Start of Block

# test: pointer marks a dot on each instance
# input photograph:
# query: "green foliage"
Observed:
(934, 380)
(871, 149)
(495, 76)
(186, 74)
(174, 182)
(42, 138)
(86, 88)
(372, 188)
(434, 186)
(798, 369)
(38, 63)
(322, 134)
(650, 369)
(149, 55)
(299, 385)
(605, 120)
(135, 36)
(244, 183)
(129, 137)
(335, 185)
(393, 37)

End of Block
Start of Block

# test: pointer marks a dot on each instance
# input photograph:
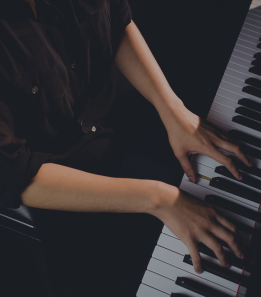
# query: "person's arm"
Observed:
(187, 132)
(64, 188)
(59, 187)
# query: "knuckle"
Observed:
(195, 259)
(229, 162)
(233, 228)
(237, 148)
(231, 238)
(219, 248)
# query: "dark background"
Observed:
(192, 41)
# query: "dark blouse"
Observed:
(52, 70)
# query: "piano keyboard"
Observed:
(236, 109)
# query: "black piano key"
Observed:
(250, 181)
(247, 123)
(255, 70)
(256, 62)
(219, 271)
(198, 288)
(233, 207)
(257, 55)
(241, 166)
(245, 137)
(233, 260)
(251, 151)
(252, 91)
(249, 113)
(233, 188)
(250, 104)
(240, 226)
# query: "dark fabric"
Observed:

End of Block

Exercise instructions:
Only the count is wanted. Count the lines of the data above that include the string "query".

Answer to this task:
8